• **SOURCE**:
[Start]

Just weeks after making 300,000 brollies available to the public via a rental scheme, Sharing E Umbrella announced that most of them had gone missing, news website Thepaper.cn reported on Thursday.
The company was launched back in April, and is operating in 11 Chinese cities. Customers borrow umbrellas after paying a deposit of about $3, and a fee of 10 cents for every 30 minutes. Undeterred by the fact that each missing umbrella represents a loss of $9, the company's founder says he hopes to proceed on a larger scale by making 30 million of them available across the country by the end of the year. Here's why he's convinced he's on to a winner:
After seeing the launch of bike-sharing schemes across the country, the Shenzhen-based businessman said he "thought that everything on the street can now be shared".

[End]

• **PROBLEMS AND TASKS**:
1. In the umbrella-sharing report, why did the founder come to think that everything on the street could now be shared?
2. Answer yes or no on whether each statement agrees with the umbrella-sharing report, quoting the deciding words: (a) The company operates in 11 Chinese cities. (b) Customers pay a fee of 10 cents for every hour of use. (c) The founder is based in Shenzhen.
3. Go on with the umbrella-sharing report, picking up after its last sentence.

• **DATA SHOWN**:

[Start]

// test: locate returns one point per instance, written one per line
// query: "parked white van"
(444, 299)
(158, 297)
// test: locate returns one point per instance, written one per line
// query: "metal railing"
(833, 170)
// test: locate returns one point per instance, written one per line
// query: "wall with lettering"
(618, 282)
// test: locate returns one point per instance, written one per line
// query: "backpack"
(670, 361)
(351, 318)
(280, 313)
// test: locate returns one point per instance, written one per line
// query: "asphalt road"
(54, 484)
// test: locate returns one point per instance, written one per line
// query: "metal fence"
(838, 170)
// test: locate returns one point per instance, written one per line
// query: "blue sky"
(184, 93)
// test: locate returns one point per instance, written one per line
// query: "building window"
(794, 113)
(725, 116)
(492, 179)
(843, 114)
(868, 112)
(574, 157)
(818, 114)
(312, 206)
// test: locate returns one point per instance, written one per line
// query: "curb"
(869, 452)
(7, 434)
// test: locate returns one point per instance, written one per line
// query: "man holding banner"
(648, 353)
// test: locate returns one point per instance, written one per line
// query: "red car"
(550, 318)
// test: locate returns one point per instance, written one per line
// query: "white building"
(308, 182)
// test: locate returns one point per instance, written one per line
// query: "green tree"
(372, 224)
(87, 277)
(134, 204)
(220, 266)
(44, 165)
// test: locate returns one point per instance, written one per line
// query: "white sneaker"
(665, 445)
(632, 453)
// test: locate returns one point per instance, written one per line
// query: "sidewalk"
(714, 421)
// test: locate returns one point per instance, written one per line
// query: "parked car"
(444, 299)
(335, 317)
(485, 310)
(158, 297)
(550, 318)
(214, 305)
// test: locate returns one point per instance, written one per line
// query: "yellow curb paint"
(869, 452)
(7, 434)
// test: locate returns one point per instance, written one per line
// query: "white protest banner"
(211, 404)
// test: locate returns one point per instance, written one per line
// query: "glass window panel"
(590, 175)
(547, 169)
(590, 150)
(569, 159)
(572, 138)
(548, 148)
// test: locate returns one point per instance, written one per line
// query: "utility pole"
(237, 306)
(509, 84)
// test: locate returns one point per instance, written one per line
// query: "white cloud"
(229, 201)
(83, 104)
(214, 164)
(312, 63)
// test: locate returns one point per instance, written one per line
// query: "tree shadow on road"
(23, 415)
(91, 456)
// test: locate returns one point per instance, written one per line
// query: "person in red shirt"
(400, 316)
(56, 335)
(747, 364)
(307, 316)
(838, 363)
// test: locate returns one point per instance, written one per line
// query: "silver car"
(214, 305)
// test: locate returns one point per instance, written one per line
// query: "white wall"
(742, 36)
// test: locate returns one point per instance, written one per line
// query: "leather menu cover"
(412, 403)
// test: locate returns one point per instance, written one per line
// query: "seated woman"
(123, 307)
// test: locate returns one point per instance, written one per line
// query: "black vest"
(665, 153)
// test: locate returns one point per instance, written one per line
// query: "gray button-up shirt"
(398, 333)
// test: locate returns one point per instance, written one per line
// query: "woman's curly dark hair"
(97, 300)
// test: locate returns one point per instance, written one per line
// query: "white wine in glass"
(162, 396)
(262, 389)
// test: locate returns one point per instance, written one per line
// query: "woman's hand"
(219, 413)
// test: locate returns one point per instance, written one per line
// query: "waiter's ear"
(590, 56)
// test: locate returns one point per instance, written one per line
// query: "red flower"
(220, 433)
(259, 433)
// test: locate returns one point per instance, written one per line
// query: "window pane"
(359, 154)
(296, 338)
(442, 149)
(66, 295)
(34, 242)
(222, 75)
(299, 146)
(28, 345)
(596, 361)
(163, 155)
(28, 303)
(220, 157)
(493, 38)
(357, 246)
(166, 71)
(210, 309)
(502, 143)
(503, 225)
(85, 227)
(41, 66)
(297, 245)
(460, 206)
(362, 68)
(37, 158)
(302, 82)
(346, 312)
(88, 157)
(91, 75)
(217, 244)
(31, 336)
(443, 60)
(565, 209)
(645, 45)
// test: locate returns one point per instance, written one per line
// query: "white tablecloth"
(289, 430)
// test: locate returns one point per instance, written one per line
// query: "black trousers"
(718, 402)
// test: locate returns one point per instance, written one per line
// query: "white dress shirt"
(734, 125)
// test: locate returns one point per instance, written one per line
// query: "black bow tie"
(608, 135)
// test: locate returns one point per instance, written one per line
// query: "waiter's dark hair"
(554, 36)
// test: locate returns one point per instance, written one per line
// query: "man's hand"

[End]

• **TASK RESPONSES**:
1. He came to think so after seeing bike-sharing schemes launched across the country.

2.
(a) Yes: "is operating in 11 Chinese cities"
(b) No: "a fee of 10 cents for every 30 minutes"
(c) Yes: "the Shenzhen-based businessman"

3.
Perhaps he should have waited a little before modelling his business on bike sharing. Caixin reported last month that Wukong, one of the smaller players in this crowded market, has just closed down -- after most of its bikes went missing:
Wukong operated its 1,200 bikes in the southwestern city of Chongqing. But most of the bikes were lost because the firm didn't embed GPS devices in the vehicles. By the time the company decided the devices were necessary, it had run out of money and failed to raise more
Wukong isn't the only rental company that lost track of most of its bikes, as Shanghaiist.com notes:
Wu Shenghua founded Beijing-based 3Vbike in February, using 600,000 RMB ($89,000) of his own money to purchase the first 1,000 bikes. But only four months later, he told the Legal Evening News that there were only dozens left.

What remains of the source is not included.